Under this line are the records; write out word for word the part that begins at the line containing "the form [816,486]." and ends at the line containing "Target: green crop row", and no more.

(Information provided begins)

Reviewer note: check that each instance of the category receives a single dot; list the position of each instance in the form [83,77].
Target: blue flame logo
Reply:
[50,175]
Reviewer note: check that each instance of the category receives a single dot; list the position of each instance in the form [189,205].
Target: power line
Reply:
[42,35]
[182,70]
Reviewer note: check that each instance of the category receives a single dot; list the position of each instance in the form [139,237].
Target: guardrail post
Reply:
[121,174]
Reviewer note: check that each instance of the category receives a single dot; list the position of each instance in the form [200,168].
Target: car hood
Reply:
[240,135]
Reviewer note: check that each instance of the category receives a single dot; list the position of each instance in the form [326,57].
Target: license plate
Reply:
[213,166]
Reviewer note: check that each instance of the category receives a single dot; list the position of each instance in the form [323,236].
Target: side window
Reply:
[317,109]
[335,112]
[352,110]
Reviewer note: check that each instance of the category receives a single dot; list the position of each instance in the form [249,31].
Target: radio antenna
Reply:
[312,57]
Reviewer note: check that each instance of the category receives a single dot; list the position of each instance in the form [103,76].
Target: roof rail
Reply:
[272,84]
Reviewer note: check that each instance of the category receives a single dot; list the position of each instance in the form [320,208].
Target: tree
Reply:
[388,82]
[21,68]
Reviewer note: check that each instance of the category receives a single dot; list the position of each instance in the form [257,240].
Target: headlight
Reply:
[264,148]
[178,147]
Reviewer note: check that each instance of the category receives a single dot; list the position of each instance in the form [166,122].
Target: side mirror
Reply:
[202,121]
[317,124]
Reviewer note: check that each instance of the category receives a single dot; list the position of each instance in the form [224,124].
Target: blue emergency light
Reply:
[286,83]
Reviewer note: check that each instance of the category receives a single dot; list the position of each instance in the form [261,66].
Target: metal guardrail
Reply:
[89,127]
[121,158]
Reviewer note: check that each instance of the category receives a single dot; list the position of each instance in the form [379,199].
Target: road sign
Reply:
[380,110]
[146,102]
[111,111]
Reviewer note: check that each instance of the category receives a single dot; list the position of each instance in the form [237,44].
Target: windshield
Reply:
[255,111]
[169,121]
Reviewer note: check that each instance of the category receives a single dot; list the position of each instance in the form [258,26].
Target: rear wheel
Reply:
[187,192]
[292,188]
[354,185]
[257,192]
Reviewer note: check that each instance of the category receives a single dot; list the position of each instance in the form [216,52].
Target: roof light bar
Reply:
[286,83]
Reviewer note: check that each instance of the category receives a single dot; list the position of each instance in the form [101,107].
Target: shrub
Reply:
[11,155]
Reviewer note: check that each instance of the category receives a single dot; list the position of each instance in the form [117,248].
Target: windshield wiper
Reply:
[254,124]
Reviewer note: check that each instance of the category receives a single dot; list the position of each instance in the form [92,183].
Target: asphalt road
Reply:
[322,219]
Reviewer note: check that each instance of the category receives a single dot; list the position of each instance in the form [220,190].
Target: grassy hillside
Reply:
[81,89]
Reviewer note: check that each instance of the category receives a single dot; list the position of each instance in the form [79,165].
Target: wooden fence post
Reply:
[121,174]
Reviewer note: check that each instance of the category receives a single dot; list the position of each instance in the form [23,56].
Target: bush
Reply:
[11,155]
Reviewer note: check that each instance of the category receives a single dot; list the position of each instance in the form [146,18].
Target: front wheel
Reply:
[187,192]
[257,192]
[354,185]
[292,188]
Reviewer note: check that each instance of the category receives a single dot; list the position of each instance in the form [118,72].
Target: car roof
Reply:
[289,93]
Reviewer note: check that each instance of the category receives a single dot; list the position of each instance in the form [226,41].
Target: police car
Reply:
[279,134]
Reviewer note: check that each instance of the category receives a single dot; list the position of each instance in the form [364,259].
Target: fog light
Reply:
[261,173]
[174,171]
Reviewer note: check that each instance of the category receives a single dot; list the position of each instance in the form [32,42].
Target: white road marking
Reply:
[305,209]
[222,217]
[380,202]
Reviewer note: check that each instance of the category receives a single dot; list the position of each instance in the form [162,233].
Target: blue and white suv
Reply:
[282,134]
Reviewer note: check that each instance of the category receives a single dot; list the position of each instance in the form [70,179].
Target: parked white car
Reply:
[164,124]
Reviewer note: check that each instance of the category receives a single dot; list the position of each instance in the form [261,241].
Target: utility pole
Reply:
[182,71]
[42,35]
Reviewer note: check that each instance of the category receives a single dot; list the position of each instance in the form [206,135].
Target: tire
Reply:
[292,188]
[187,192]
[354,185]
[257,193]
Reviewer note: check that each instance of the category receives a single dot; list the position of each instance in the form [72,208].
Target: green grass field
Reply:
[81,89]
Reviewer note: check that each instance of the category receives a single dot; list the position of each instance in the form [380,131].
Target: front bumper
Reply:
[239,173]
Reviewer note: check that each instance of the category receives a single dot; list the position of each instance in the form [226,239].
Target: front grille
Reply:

(Information provided ends)
(Information provided begins)

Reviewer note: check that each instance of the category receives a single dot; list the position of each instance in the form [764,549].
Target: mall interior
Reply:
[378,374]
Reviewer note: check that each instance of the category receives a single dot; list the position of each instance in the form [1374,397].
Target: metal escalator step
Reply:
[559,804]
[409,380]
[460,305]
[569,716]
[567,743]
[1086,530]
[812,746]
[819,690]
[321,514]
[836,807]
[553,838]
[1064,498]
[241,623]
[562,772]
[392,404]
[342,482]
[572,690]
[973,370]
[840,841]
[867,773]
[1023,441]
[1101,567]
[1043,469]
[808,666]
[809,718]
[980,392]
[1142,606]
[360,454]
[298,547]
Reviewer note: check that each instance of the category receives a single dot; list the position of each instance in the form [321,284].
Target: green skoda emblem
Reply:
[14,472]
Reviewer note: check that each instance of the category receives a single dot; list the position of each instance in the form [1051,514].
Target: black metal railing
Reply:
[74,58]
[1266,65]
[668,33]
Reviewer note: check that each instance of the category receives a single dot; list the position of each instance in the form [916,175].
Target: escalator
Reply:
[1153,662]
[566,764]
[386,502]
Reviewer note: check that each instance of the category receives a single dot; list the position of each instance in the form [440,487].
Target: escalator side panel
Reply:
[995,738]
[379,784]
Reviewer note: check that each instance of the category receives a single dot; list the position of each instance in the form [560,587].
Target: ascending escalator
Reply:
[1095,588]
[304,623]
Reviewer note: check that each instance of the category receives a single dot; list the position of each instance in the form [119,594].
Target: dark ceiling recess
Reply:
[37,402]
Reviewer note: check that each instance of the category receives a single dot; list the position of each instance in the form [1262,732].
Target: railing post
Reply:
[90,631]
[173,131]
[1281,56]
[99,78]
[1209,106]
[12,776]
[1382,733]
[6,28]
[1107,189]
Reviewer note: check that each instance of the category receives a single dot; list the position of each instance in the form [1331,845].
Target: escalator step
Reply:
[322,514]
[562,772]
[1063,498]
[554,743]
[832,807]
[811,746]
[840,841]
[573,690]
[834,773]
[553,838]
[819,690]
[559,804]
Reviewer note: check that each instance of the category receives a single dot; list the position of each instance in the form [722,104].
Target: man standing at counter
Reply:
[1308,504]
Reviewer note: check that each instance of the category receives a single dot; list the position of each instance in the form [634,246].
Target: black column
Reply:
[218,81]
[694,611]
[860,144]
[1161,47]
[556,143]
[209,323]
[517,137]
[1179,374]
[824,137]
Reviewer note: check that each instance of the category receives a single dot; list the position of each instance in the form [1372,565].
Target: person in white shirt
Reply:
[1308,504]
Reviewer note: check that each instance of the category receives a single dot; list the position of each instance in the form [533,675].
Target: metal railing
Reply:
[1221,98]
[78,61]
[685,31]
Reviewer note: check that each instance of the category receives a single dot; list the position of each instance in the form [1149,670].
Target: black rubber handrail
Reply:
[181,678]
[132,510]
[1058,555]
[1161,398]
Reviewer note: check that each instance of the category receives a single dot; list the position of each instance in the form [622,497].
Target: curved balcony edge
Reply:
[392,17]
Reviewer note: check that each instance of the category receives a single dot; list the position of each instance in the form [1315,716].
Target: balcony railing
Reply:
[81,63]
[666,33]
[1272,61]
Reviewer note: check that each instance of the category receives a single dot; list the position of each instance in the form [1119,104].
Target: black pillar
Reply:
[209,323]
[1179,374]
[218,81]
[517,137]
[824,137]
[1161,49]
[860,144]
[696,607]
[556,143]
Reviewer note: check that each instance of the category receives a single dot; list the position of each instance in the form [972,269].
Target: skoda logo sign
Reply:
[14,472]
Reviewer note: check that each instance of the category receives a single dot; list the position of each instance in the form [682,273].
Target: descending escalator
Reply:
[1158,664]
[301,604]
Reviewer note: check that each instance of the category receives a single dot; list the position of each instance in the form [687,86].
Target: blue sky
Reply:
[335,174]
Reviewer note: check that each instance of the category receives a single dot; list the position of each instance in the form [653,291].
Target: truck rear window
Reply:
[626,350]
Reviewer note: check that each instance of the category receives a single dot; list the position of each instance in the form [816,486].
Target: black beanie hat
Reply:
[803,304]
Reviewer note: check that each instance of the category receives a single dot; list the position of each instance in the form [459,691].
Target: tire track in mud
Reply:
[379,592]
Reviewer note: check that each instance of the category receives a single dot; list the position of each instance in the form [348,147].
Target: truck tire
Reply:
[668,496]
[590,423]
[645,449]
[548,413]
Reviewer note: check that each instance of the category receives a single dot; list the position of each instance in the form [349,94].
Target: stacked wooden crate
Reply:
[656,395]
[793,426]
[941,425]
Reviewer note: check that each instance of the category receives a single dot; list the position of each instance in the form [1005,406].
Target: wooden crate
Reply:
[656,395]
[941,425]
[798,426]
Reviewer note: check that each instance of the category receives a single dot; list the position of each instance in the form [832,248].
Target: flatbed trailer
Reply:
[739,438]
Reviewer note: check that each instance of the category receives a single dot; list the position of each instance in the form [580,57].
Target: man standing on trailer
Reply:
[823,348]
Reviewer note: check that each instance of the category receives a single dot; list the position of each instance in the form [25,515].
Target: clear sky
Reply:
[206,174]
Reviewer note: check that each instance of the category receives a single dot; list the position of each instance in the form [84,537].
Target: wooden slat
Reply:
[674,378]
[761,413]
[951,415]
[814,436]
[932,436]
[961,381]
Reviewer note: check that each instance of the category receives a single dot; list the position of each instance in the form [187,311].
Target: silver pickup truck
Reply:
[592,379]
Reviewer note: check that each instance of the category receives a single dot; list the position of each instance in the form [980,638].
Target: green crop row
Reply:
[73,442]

(Information provided ends)

**Result:**
Reviewer note: check that each instance of the category receives a single dot; list the position of each instance in the form [816,486].
Target: black beanie hat
Reply:
[803,304]
Reviewer note: check that each instance of the category receives a single dot; list the position of each instance in the form [459,691].
Target: tire track in mud
Reply:
[379,592]
Reviewer note: check that each instance of the category receives a single dot; list the position of each instance in the form [348,147].
Target: truck tire
Reply:
[668,496]
[590,423]
[645,449]
[548,413]
Reviewer note: check that each instance of the category receives a single dot; list the position of each instance in the form [349,94].
Target: stacked wooden crate
Reply:
[656,395]
[793,426]
[941,425]
Reviewer note: check that each instance of the category receives a single dot; list the position of each instance in the form [1005,406].
Target: wooden crate
Reply:
[656,395]
[941,425]
[798,426]
Reviewer note: check that each instance of the category receives a single dot; list the position of each instance in the form [832,248].
Target: flatbed trailer
Reply:
[739,438]
Reviewer note: check that each instance of the category receives a single dot; list the position of each instance in the form [580,57].
Target: man standing on trailer
Reply:
[823,348]
Reviewer note: check that each instance of the category receives a single dot; list the position of each instance in the form [25,515].
Target: clear sky
Reply:
[206,174]
Reviewer note: check that each instance of the category receives a single dot; list the position of each instance in the form [84,537].
Target: wooden slat
Reply:
[674,378]
[761,413]
[951,415]
[814,436]
[932,436]
[961,381]
Reviewer note: check that each instance of the category receives a single dot; list the position of each instance in the form [187,311].
Target: silver pickup truck
Reply:
[592,379]
Reviewer note: check that each instance of the category receives a single dot; list the position of each instance in the form [980,638].
Target: green crop row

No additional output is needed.